● Tarefa a realizar
Desloque em -89 cada coordenada das respostas em tudo o que vai da linha que contém "Where can you spot the decorative" até o fim dos itens, ambas as pontas incluídas. Reescreva por favor todas essas linhas, inclusive as que não trazem coordenadas.

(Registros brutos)

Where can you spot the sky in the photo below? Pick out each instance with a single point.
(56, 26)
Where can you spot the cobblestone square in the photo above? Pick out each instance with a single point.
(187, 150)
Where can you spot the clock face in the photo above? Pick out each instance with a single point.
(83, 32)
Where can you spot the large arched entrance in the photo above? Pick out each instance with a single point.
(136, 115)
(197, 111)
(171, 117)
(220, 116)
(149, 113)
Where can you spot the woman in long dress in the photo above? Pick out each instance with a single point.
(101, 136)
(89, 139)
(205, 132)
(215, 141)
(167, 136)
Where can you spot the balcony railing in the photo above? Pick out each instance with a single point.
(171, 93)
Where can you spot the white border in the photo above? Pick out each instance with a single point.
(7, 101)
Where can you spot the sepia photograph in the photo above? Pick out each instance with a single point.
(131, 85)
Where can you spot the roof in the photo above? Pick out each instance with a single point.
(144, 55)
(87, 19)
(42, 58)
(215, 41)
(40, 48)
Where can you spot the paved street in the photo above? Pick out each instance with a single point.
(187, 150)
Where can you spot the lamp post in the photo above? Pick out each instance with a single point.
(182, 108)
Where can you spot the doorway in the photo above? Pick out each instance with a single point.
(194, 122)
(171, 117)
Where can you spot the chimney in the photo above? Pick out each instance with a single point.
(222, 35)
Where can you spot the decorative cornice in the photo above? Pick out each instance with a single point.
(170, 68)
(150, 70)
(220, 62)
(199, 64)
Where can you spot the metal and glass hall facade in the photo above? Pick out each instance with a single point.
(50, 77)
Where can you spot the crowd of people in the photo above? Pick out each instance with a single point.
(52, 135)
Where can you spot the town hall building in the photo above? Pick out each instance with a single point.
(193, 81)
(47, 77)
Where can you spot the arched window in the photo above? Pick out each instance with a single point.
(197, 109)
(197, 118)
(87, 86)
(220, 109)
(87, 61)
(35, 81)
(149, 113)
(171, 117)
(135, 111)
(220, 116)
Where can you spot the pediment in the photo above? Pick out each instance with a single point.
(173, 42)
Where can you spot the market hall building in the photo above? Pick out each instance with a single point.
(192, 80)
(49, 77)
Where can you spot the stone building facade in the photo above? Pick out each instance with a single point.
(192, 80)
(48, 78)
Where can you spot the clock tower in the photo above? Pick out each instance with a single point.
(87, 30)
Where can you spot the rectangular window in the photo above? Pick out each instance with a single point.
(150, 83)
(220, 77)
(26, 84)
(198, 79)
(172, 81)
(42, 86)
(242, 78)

● Resultado da tarefa
Where can you spot the decorative cornice in the photo above? Pick out each instance with a single point.
(81, -21)
(61, -19)
(131, -27)
(110, -25)
Where can you spot the metal and glass hall facade in the photo above? Pick out each instance with a single point.
(-39, -12)
Where can you spot the crowd of people in the photo above? Pick out each instance with a single point.
(-37, 46)
Where can you spot the town hall building in the photo above? Pick out each instance with a single point.
(104, -8)
(-42, -12)
Where can you spot the arched window in the photo above? Pick out each instance with a single point.
(108, 20)
(108, 29)
(-2, -3)
(131, 20)
(-2, -28)
(-54, -8)
(60, 24)
(82, 28)
(46, 22)
(131, 27)
Where can you spot the pediment in the photo above? Pick out each instance with a single point.
(84, -47)
Where can you spot the market hall building in the photo above? Pick out each instance with a single point.
(103, -9)
(-40, -12)
Where can you spot the stone building facade in the photo above? Pick out each instance with a single point.
(103, -9)
(-41, -11)
Where can you spot the clock tower in the photo above? Pick out each instance with a single point.
(-2, -59)
Where can you spot the rectangular window in the photo above? Pick out each instance with a single point.
(61, -6)
(131, -12)
(-63, -5)
(109, -10)
(83, -8)
(-47, -3)
(153, -11)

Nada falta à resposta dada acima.